### Directive
Recast the records below as a JSON list of strings with one string for each line. Leave out the blank lines.

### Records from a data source
-- Start --
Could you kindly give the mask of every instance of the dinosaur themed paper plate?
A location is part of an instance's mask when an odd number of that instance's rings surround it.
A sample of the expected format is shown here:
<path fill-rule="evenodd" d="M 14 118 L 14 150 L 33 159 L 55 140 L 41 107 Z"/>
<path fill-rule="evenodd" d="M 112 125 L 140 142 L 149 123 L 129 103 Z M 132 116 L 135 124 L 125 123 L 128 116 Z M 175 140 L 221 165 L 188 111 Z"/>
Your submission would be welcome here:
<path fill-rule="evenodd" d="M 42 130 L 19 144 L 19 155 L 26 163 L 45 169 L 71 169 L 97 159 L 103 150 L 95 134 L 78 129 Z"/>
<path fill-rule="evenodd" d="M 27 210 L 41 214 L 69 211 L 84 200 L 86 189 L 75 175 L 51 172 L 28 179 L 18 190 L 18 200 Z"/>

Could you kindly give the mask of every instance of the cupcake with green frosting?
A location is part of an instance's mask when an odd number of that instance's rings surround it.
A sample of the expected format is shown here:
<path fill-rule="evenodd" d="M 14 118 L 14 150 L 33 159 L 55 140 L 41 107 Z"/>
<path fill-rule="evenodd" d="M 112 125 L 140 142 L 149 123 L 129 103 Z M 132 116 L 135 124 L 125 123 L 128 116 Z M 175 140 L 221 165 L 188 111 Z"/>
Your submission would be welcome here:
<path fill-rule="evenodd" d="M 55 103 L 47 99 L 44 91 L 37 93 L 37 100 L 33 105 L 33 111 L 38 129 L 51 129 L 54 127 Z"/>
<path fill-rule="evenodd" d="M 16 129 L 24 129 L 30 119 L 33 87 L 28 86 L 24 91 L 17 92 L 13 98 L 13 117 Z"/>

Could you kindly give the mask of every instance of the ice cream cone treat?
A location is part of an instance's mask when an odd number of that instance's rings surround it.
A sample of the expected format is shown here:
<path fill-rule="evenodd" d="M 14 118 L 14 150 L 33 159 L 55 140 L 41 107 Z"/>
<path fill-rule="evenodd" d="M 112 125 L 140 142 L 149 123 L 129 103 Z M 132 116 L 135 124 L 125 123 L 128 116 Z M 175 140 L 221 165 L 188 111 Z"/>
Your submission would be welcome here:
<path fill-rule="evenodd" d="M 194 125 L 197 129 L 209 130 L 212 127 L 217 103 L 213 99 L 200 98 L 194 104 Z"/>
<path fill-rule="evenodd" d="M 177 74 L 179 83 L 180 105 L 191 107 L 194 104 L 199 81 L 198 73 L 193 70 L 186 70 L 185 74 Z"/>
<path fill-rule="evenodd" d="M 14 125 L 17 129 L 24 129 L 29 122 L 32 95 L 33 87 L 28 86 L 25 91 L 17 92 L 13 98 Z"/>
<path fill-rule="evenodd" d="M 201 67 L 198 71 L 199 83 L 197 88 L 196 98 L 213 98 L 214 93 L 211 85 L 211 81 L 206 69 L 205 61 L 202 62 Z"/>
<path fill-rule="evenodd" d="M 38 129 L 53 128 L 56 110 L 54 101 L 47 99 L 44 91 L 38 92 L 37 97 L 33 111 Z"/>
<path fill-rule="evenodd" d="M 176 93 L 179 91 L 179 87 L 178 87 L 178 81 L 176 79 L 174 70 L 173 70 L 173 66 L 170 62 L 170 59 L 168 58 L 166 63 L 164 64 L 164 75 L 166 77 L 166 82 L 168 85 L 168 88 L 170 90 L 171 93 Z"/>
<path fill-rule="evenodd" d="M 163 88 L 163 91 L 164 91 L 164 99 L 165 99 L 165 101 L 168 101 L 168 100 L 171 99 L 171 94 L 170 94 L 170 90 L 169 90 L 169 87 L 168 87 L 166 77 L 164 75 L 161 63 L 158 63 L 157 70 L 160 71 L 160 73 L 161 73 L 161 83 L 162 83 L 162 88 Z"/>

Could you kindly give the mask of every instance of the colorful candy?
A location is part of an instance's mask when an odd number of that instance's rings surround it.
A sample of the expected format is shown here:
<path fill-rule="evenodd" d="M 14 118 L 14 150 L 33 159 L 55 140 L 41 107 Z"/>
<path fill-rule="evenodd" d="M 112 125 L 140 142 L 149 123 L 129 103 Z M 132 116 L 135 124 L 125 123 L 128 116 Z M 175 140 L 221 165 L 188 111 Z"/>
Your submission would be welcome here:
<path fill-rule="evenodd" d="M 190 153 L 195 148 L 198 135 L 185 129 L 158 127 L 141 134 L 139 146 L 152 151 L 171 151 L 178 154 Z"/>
-- End --
### Full solution
[
  "Could you kindly give the mask of every instance of the dinosaur themed paper plate?",
  "A location is part of an instance's mask when an odd number of that instance's rings surround it.",
  "A sample of the expected format is shown here:",
  "<path fill-rule=\"evenodd\" d=\"M 14 118 L 14 150 L 33 159 L 55 140 L 41 107 Z\"/>",
  "<path fill-rule=\"evenodd\" d=\"M 112 125 L 140 142 L 149 123 L 129 103 Z M 132 116 L 135 124 L 125 123 L 128 116 Z M 175 140 L 221 165 L 188 111 Z\"/>",
  "Your submission would be welcome here:",
  "<path fill-rule=\"evenodd\" d=\"M 42 130 L 19 144 L 19 155 L 26 163 L 45 169 L 71 169 L 97 159 L 103 150 L 95 134 L 78 129 Z\"/>",
  "<path fill-rule=\"evenodd\" d=\"M 27 210 L 41 214 L 69 211 L 84 200 L 86 189 L 75 175 L 51 172 L 28 179 L 18 190 L 18 200 Z\"/>",
  "Could you kindly give the mask of every instance of the cupcake with green frosting?",
  "A location is part of an instance's mask when an odd number of that instance's rings surround it.",
  "A sample of the expected format is shown here:",
  "<path fill-rule=\"evenodd\" d=\"M 14 118 L 14 150 L 33 159 L 55 140 L 41 107 Z\"/>",
  "<path fill-rule=\"evenodd\" d=\"M 112 125 L 140 142 L 149 123 L 129 103 Z M 132 116 L 135 124 L 125 123 L 128 116 Z M 175 140 L 221 165 L 188 111 Z\"/>",
  "Your submission would be welcome here:",
  "<path fill-rule=\"evenodd\" d=\"M 55 103 L 47 99 L 44 91 L 37 93 L 37 100 L 33 105 L 33 111 L 38 129 L 51 129 L 54 127 Z\"/>",
  "<path fill-rule=\"evenodd\" d=\"M 16 129 L 24 129 L 30 119 L 33 87 L 28 86 L 24 91 L 17 92 L 13 98 L 13 117 Z\"/>",
  "Could you kindly give the mask of every instance of the ice cream cone treat?",
  "A location is part of an instance's mask when an odd number of that instance's rings surround it.",
  "A sample of the expected format is shown here:",
  "<path fill-rule=\"evenodd\" d=\"M 14 118 L 14 150 L 33 159 L 55 140 L 41 107 Z\"/>",
  "<path fill-rule=\"evenodd\" d=\"M 112 125 L 140 142 L 149 123 L 129 103 Z M 132 116 L 135 124 L 125 123 L 128 116 Z M 175 140 L 221 165 L 188 111 Z\"/>",
  "Your submission would be welcome here:",
  "<path fill-rule=\"evenodd\" d=\"M 194 125 L 197 129 L 209 130 L 212 127 L 217 103 L 213 99 L 200 98 L 194 104 Z\"/>",
  "<path fill-rule=\"evenodd\" d=\"M 177 74 L 179 83 L 180 105 L 191 107 L 194 104 L 199 81 L 198 73 L 193 70 L 186 70 L 185 74 Z\"/>",
  "<path fill-rule=\"evenodd\" d=\"M 14 125 L 17 129 L 24 129 L 29 122 L 32 95 L 33 87 L 28 86 L 25 91 L 17 92 L 13 98 Z\"/>",
  "<path fill-rule=\"evenodd\" d=\"M 201 67 L 198 71 L 199 83 L 197 88 L 196 98 L 213 98 L 214 93 L 211 85 L 211 81 L 206 69 L 205 61 L 202 62 Z\"/>",
  "<path fill-rule=\"evenodd\" d=\"M 38 129 L 53 128 L 56 110 L 54 101 L 47 99 L 44 91 L 38 92 L 37 97 L 33 111 Z\"/>",
  "<path fill-rule=\"evenodd\" d=\"M 176 93 L 179 91 L 179 87 L 178 87 L 178 81 L 176 79 L 174 70 L 173 70 L 173 66 L 170 62 L 170 59 L 168 58 L 166 63 L 164 64 L 164 75 L 166 77 L 166 82 L 168 85 L 168 88 L 170 90 L 171 93 Z\"/>",
  "<path fill-rule=\"evenodd\" d=\"M 163 88 L 163 91 L 164 91 L 164 99 L 165 99 L 165 101 L 168 101 L 168 100 L 171 99 L 171 94 L 170 94 L 170 90 L 169 90 L 169 87 L 168 87 L 166 77 L 164 75 L 161 63 L 158 63 L 157 70 L 160 71 L 160 73 L 161 73 L 161 83 L 162 83 L 162 88 Z\"/>",
  "Could you kindly give the mask of every instance of the colorful candy?",
  "A location is part of an instance's mask when an odd number of that instance's rings surround it.",
  "A sample of the expected format is shown here:",
  "<path fill-rule=\"evenodd\" d=\"M 14 118 L 14 150 L 33 159 L 55 140 L 41 107 Z\"/>",
  "<path fill-rule=\"evenodd\" d=\"M 112 125 L 140 142 L 149 123 L 129 103 Z M 132 116 L 135 124 L 125 123 L 128 116 Z M 175 140 L 221 165 L 188 111 Z\"/>",
  "Your submission would be welcome here:",
  "<path fill-rule=\"evenodd\" d=\"M 190 153 L 195 148 L 198 135 L 185 129 L 158 127 L 141 134 L 139 146 L 152 151 L 171 151 L 178 154 Z\"/>"
]